→ **Exercise objective**
Of all the lines below, return only those starting with the line holding "of the stainless" and going on through the line holding "[(456, 50), (476, 367)]", exactly as written.

Stored records
______________________________
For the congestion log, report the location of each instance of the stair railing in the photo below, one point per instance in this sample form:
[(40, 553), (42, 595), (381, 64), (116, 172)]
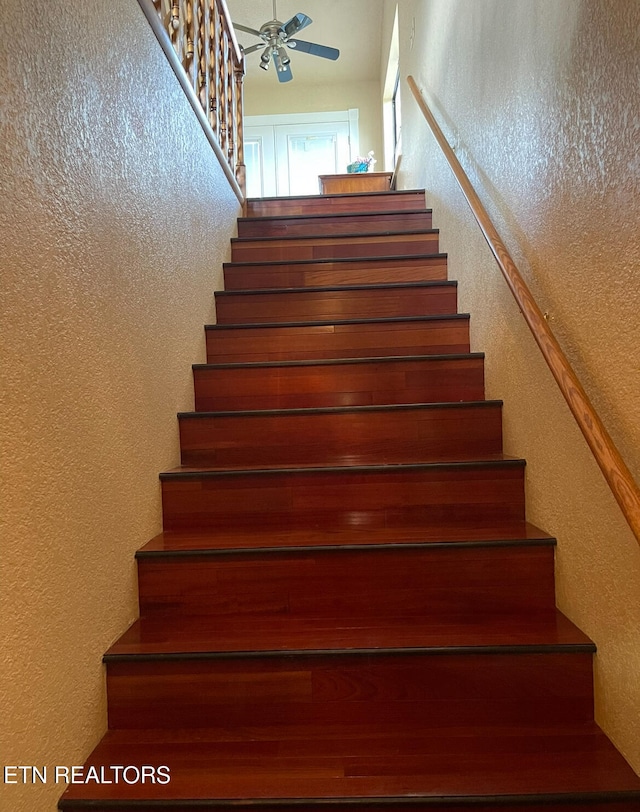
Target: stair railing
[(607, 455), (198, 40)]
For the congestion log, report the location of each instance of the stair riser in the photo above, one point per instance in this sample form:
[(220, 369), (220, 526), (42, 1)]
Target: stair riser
[(286, 250), (457, 496), (343, 438), (335, 304), (301, 226), (309, 692), (327, 273), (306, 342), (357, 384), (341, 203), (436, 583)]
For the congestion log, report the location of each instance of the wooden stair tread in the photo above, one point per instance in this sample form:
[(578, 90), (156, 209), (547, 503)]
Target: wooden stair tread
[(331, 237), (443, 766), (342, 262), (491, 461), (334, 222), (324, 362), (340, 322), (255, 635), (383, 407), (237, 542), (319, 217)]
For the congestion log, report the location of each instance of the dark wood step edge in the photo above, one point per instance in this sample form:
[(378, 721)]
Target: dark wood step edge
[(383, 359), (315, 549), (328, 260), (414, 651), (337, 214), (350, 195), (309, 410), (367, 235), (339, 288), (469, 465), (330, 322)]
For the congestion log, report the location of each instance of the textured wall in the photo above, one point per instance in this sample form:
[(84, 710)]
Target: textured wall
[(114, 219), (540, 99)]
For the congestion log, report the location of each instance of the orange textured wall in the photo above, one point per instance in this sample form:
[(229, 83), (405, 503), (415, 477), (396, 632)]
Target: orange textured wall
[(539, 99), (114, 220)]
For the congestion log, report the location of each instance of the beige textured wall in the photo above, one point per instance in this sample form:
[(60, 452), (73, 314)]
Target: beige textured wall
[(540, 99), (114, 219), (365, 96)]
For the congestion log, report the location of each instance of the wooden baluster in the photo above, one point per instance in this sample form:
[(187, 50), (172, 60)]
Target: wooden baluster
[(190, 65), (201, 73), (241, 169), (229, 78), (222, 123)]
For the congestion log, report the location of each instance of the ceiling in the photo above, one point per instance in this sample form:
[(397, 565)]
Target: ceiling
[(352, 26)]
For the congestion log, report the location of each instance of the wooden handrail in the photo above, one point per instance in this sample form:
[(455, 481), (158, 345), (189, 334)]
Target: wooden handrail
[(199, 42), (607, 455)]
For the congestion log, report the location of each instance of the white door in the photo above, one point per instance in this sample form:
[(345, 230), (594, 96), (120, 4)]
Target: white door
[(285, 157), (304, 151)]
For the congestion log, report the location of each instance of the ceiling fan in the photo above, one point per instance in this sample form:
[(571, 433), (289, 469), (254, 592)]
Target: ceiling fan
[(277, 35)]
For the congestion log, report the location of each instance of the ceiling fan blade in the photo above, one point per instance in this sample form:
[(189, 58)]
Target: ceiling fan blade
[(284, 73), (313, 48), (295, 24), (247, 30), (252, 48)]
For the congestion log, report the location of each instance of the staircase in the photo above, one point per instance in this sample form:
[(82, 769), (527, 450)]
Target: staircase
[(347, 608)]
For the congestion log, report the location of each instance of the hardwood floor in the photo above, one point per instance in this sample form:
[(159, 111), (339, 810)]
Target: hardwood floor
[(347, 608)]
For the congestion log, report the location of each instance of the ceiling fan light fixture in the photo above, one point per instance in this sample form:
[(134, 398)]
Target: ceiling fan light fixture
[(264, 58), (283, 56), (278, 37)]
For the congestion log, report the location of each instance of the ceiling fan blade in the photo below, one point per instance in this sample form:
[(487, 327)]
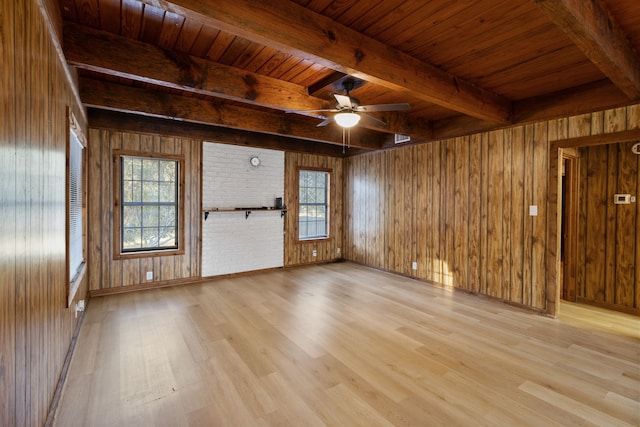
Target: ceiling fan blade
[(332, 110), (367, 120), (384, 107), (325, 122), (343, 101)]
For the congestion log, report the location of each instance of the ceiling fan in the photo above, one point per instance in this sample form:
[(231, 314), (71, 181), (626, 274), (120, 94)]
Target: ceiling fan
[(349, 112)]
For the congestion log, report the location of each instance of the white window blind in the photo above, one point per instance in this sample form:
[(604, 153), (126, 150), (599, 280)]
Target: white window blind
[(75, 205)]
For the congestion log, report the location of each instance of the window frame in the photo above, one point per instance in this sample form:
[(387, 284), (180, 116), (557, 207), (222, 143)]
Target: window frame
[(117, 212), (329, 173), (73, 281)]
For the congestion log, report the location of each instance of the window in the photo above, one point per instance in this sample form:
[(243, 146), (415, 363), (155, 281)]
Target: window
[(76, 220), (313, 213), (148, 217)]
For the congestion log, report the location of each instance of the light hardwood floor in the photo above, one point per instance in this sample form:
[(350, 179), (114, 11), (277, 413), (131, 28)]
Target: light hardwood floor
[(345, 345)]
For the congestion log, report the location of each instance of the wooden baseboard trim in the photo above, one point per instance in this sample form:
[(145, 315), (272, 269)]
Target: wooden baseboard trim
[(614, 307), (57, 394), (521, 306), (144, 286)]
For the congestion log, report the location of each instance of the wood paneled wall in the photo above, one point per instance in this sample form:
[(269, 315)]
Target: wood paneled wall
[(107, 274), (608, 234), (301, 252), (36, 328), (459, 208)]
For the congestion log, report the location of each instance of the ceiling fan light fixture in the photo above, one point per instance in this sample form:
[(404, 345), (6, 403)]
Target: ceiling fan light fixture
[(347, 120)]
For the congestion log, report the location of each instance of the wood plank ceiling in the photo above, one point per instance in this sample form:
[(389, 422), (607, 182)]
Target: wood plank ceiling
[(243, 65)]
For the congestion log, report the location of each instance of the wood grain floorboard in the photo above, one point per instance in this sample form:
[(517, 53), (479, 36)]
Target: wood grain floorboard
[(345, 345)]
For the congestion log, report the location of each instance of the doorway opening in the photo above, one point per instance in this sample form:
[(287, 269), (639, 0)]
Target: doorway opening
[(569, 223)]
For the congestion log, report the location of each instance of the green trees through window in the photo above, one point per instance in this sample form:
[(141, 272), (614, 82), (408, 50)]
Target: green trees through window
[(313, 214), (149, 203)]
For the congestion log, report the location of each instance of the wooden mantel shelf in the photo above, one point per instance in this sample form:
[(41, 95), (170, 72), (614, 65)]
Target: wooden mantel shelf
[(247, 211)]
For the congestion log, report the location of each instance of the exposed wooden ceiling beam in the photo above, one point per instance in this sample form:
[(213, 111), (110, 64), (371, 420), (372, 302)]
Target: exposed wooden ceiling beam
[(148, 102), (105, 119), (597, 34), (297, 30), (107, 53)]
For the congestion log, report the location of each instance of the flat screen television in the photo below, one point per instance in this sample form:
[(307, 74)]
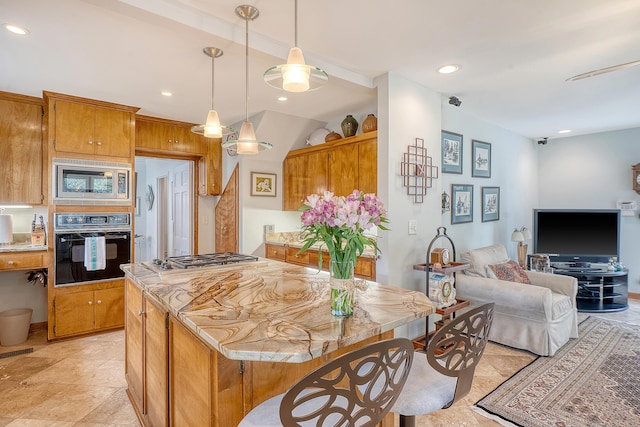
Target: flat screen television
[(577, 237)]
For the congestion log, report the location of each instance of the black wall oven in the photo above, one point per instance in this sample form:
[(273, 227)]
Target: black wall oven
[(74, 232)]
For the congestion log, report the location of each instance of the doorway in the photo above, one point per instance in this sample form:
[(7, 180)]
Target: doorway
[(164, 207)]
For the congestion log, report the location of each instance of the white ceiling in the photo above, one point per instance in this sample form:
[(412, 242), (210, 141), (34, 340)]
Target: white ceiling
[(515, 56)]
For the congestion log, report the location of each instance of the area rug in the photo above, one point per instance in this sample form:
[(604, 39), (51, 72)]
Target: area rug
[(591, 381)]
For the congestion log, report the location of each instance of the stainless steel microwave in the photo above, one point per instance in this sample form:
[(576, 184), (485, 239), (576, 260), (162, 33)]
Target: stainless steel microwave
[(87, 182)]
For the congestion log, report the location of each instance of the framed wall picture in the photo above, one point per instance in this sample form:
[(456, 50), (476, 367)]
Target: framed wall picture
[(481, 159), (451, 152), (490, 204), (263, 184), (461, 203)]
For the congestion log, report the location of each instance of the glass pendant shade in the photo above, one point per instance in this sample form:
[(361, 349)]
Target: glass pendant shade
[(295, 75), (212, 127), (246, 142)]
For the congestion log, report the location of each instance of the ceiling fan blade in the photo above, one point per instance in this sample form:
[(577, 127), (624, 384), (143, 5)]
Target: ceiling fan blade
[(603, 71)]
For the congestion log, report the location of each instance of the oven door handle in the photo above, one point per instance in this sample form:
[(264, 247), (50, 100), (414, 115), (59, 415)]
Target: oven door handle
[(107, 237)]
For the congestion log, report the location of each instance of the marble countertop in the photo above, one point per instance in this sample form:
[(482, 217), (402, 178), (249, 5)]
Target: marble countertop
[(294, 239), (273, 311)]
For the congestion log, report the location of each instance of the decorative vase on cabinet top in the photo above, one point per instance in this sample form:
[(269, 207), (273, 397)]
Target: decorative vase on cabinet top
[(332, 136), (370, 123), (349, 126)]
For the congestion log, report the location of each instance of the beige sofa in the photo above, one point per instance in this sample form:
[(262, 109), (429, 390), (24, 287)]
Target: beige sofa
[(539, 317)]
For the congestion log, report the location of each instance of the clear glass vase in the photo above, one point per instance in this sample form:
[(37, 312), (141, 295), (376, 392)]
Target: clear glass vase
[(342, 286)]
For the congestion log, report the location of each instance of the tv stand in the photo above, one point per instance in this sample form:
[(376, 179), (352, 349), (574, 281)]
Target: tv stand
[(599, 290)]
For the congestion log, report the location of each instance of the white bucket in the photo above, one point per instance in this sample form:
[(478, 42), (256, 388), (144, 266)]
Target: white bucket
[(14, 326)]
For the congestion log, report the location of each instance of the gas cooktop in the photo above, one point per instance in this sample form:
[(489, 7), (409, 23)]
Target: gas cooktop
[(203, 260)]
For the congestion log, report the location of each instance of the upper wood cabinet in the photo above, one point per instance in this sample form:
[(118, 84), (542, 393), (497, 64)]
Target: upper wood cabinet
[(339, 166), (160, 135), (80, 127), (21, 149)]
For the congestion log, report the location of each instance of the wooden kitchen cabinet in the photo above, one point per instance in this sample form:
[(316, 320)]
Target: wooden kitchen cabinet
[(161, 135), (80, 127), (147, 363), (207, 389), (21, 150), (303, 175), (210, 168), (365, 267), (81, 309), (338, 166)]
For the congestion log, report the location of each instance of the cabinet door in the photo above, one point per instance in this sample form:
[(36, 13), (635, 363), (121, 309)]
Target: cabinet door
[(156, 365), (74, 313), (343, 170), (133, 344), (154, 136), (189, 381), (109, 305), (74, 128), (21, 153), (112, 133), (294, 187), (368, 167), (303, 175)]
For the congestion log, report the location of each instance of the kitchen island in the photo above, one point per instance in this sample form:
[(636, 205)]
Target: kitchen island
[(205, 346)]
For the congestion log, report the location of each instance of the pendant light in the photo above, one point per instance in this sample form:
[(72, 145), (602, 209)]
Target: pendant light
[(212, 127), (246, 142), (295, 75)]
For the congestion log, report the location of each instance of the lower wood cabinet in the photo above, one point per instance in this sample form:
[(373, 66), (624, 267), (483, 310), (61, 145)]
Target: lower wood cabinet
[(77, 310), (147, 364), (175, 378), (365, 267)]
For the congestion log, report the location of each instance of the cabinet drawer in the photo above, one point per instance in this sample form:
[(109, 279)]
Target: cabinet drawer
[(21, 261), (293, 257), (275, 252)]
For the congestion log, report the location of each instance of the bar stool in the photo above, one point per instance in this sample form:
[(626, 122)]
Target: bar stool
[(447, 373), (356, 389)]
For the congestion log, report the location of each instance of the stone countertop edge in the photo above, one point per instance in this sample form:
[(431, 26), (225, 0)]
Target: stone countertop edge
[(220, 307), (23, 247)]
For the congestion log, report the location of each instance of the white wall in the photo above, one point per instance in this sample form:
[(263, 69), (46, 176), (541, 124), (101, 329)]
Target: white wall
[(594, 172), (514, 168), (15, 290), (406, 111)]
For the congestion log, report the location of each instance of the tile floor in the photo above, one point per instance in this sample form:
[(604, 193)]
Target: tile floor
[(81, 382)]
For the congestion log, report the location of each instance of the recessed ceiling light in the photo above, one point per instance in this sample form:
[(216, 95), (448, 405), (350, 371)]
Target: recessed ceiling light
[(16, 29), (448, 69)]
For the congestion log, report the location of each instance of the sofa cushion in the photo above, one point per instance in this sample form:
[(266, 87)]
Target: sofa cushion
[(509, 271), (478, 259), (560, 304)]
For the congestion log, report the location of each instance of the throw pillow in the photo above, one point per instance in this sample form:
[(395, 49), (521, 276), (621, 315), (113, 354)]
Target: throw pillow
[(509, 271)]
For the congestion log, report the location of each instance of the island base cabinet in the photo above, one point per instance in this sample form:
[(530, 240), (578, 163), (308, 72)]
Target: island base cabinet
[(205, 387), (147, 362)]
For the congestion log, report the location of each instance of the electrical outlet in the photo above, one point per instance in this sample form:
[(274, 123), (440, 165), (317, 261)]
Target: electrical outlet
[(412, 226)]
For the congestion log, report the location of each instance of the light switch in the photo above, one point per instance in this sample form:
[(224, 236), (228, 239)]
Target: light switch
[(412, 226)]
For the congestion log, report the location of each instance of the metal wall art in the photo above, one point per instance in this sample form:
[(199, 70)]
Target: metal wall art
[(417, 171)]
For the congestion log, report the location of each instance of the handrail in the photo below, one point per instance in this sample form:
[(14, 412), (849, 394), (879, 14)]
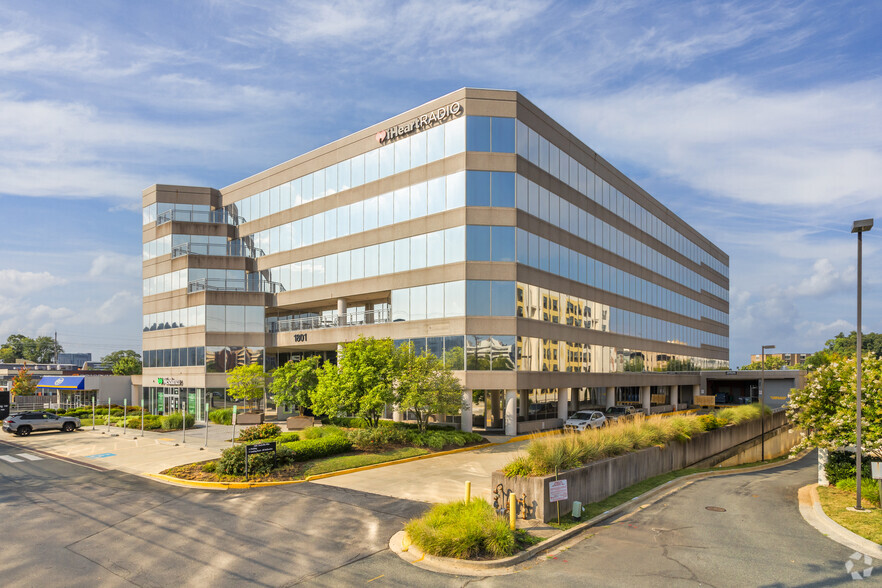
______________________________
→ **The answer**
For the congestion log, report the location of each instance of the stainless steel microwave in the photo above, one point per instance in this sample form:
[(576, 184), (485, 239), (576, 260), (162, 33)]
Target: stainless steel microwave
[(87, 182)]
For the congestion log, report the location of each instance of the framed wall picture in the photo above, one point per instance in this sample form:
[(456, 50), (476, 367)]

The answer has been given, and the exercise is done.